_What is needed_
Select every line in the listing below that contains the word "deck", matching case exactly, and copy each of those lines.

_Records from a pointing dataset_
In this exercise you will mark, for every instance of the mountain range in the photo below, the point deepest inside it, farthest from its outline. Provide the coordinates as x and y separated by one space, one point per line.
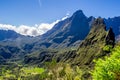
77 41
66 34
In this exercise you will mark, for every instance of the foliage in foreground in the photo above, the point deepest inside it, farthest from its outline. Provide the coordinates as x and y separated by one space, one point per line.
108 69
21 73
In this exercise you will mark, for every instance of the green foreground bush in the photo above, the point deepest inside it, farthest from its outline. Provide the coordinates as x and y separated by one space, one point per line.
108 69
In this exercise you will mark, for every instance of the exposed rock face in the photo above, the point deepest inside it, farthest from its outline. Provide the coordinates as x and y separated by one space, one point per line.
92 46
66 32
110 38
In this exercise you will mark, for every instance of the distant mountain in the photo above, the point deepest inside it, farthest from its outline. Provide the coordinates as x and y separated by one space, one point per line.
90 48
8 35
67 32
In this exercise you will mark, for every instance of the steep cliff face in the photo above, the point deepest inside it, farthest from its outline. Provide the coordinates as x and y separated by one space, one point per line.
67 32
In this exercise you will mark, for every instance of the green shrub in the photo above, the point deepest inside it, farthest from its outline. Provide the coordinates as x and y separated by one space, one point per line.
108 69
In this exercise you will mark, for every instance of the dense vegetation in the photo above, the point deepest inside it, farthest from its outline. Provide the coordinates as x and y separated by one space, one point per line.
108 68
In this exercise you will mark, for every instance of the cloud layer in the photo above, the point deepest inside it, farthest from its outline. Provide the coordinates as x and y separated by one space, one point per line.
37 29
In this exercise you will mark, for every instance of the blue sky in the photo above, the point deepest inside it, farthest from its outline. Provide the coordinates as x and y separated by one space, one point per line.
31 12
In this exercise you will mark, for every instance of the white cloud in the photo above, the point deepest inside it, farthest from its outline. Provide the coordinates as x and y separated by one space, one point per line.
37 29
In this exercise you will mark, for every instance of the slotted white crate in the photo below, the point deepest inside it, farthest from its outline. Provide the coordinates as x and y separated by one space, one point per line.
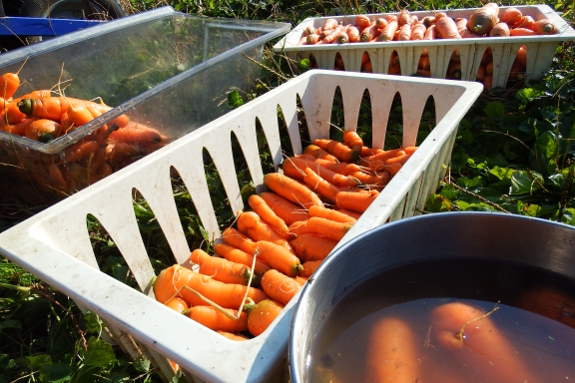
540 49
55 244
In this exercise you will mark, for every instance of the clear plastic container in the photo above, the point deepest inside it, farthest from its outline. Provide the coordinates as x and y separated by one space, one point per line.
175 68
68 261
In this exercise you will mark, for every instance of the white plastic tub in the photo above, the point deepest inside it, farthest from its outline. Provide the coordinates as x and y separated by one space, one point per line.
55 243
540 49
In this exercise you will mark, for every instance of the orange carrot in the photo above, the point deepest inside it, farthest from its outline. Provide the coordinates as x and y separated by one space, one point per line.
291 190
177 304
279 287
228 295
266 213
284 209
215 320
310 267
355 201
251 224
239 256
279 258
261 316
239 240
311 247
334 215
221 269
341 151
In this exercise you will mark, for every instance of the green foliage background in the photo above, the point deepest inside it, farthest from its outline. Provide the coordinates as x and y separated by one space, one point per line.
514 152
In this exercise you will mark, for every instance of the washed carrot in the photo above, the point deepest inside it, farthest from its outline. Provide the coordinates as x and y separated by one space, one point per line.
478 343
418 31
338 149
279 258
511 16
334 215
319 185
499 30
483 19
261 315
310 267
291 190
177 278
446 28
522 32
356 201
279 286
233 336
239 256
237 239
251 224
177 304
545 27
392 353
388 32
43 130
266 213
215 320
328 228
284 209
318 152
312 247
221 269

...

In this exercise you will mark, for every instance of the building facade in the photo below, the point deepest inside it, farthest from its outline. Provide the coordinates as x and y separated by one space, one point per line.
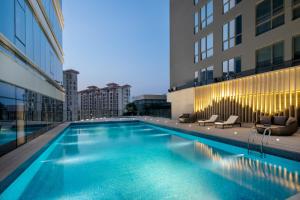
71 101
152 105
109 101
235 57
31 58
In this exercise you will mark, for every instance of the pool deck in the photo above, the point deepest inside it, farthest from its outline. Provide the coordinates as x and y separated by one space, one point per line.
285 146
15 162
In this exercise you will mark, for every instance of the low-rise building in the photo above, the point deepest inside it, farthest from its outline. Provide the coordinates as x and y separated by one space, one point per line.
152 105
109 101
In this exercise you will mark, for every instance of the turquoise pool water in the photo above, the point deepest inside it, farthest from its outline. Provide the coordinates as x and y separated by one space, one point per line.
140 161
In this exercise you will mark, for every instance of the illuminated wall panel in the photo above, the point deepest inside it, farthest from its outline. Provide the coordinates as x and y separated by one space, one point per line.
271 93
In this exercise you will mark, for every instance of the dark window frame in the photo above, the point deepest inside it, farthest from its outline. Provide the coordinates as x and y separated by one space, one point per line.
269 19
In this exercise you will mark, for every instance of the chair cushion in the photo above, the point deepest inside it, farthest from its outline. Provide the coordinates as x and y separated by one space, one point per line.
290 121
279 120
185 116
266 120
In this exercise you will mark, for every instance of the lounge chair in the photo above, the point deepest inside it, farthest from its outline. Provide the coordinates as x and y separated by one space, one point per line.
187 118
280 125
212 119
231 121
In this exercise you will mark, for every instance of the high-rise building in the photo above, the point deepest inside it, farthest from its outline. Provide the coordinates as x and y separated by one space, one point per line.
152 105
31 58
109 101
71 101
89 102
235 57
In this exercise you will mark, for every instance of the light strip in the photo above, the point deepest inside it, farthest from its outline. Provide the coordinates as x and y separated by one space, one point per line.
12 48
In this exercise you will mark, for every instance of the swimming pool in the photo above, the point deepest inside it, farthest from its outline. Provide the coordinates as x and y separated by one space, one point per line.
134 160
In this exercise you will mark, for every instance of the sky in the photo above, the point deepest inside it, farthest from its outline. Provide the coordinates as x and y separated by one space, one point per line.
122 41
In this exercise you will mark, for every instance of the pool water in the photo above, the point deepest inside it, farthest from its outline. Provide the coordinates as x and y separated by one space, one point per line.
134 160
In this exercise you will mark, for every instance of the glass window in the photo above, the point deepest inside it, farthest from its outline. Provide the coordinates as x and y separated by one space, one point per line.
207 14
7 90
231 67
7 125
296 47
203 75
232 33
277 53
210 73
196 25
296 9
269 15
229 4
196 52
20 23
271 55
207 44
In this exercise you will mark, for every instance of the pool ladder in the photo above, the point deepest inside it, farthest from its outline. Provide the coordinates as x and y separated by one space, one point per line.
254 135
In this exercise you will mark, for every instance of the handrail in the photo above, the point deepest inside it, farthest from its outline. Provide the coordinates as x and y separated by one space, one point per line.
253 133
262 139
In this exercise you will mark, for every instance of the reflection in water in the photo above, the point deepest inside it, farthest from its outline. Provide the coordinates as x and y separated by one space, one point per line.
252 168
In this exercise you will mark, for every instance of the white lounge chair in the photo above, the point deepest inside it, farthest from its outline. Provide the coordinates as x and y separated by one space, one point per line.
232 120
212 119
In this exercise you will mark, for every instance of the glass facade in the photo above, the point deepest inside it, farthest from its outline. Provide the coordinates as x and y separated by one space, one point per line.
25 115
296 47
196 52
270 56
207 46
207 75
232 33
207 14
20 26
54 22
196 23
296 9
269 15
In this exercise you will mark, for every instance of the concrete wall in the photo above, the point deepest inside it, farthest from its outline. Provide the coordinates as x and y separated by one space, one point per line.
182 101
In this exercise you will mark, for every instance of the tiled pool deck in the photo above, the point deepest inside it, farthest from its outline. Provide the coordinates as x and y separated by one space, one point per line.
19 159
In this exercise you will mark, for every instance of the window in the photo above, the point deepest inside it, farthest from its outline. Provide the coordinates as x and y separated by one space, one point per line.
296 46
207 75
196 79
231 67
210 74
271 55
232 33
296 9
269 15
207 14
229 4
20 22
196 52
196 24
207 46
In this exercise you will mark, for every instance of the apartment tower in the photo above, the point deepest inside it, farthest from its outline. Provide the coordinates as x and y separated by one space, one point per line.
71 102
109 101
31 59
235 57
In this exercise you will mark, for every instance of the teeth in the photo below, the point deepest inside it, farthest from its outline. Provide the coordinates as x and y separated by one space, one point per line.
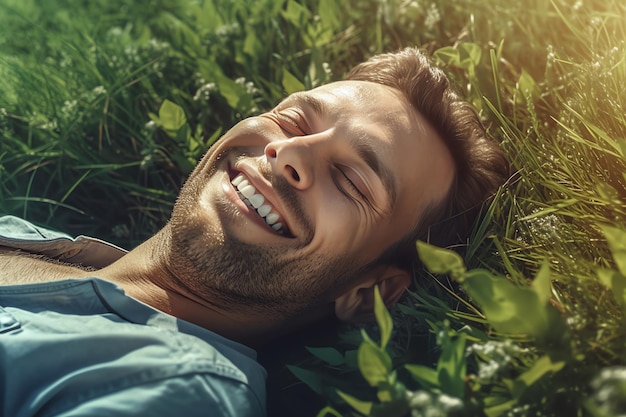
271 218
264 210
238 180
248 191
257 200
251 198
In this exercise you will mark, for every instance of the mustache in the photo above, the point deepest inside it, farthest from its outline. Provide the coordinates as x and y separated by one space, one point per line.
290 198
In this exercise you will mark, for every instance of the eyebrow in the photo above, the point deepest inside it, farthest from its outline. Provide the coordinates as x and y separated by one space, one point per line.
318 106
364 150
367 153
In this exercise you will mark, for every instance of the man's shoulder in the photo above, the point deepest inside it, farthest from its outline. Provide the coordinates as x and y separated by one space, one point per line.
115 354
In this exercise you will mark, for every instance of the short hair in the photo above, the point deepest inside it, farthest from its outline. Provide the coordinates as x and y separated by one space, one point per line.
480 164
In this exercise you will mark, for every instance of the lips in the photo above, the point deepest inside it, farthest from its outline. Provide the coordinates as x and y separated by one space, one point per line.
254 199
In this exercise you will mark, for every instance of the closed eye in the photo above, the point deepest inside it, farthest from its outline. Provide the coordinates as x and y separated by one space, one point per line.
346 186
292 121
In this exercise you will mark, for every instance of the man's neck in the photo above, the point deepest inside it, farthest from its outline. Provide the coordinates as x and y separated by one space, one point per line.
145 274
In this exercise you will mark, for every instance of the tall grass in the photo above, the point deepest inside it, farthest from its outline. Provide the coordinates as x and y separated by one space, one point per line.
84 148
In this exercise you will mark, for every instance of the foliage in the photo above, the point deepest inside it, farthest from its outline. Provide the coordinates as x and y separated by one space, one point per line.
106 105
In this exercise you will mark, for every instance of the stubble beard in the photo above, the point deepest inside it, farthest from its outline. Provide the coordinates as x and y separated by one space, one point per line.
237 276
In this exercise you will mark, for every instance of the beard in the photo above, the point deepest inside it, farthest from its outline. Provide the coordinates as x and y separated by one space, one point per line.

_Output for this task_
In this exercise you will mark, for every instance of the pool deck in the photo above, the point deepest inside it, farthest from its outline. Provide the coordinates as x and y separated by one space, one point per line.
In this exercise you will mark, for every instance of the tiled pool deck in the photo above, the point deepest inside it, farthest from its outline. Provide the coordinates as x and y separated by one space, one point per line.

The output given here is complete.